#### Short problem:
Copy out all of the data below, swapping each occurrence of "thickest part" for "widest part" and leaving every other character as it is.

--- start Given data ---

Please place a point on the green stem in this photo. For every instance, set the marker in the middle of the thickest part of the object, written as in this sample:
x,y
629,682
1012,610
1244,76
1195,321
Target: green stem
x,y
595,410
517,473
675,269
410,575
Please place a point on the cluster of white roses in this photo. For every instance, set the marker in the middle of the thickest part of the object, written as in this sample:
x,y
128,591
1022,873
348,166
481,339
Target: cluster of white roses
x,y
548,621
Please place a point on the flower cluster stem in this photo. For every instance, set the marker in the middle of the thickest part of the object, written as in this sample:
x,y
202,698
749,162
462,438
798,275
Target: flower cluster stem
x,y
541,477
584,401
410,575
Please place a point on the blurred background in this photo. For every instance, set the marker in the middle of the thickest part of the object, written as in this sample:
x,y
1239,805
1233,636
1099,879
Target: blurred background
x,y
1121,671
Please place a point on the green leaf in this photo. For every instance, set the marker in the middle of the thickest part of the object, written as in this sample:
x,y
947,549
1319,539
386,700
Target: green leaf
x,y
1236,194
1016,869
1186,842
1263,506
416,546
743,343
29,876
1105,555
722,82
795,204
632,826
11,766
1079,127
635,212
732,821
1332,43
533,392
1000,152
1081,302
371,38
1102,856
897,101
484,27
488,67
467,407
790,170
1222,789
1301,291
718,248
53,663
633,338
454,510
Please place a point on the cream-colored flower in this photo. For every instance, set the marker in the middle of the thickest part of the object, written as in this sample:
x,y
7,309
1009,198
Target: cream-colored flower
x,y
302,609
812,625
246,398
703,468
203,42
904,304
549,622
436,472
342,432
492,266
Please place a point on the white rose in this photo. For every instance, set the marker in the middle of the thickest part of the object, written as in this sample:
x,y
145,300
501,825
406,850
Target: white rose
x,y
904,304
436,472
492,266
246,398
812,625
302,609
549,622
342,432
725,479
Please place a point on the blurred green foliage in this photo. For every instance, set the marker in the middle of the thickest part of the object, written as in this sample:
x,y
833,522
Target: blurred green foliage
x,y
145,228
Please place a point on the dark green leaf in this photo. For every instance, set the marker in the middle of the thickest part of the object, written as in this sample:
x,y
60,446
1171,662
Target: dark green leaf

--- end Given data ---

#### Reply to the exercise:
Please place a point on the green stem in this photo. For every instance, set the marker in the middle of the widest part of the object, written as in this sample:
x,y
629,682
1012,610
1244,76
1195,321
Target: green stem
x,y
595,410
517,473
675,269
410,575
Please place a point on the cluster of white roses in this photo. For every instance, set the marker in the middle of the widest part of the object, written as in this sample:
x,y
128,591
1022,873
348,166
481,339
Target: cluster of white roses
x,y
548,621
Please place a point on the flower cluster stem in this photo. For every instance, set the marker in the middle of the widest part of the object, written as in this sample:
x,y
202,698
749,162
462,438
798,275
Target: flower cluster stem
x,y
541,477
584,401
410,575
Please place a point on the blurred background in this photo. For every instance, set the marker in the middle of the widest part of the object, written as in this sample:
x,y
1239,805
1233,636
1099,879
Target: blurred background
x,y
1121,671
Please place a point on the green leaf in this photo. For every instance, set the marker in the middle of the widest part of the object, written as in this sample:
x,y
947,549
1319,539
386,700
Target: green leaf
x,y
1236,194
1016,869
1186,842
1263,506
416,546
743,343
29,876
1105,555
722,82
795,204
632,826
11,766
1079,127
635,212
732,821
1332,43
533,392
1000,152
1081,302
371,38
1102,856
897,101
484,27
488,67
467,407
790,170
1222,789
1301,291
718,248
53,663
633,338
454,510
Please place a point on the cream-colored flower in this photo. For every instance, set the marker in the middle of the widest part of the object, written as in this sample:
x,y
7,309
1009,198
Target: cream-colored flower
x,y
302,609
812,625
246,398
703,468
203,42
904,304
549,622
436,472
342,432
492,266
Please place a point on the white rose in this photo. For every instance, set the marker in the middle of the widest part of the object, written as in this sample:
x,y
145,300
501,825
406,850
Target: white rose
x,y
904,304
436,472
492,266
246,398
812,625
302,609
549,622
342,432
725,479
Please place a point on the blurred green foliage in this photo. For every instance, set the marker in the middle of the widest part of the object, written as in this sample:
x,y
833,522
Target: blurred green foliage
x,y
145,228
Please place a point on the dark green leaf in this photo. For every instance, set the marker in the middle of the widest part of the object, written as in this sample:
x,y
60,446
1171,662
Target: dark green leaf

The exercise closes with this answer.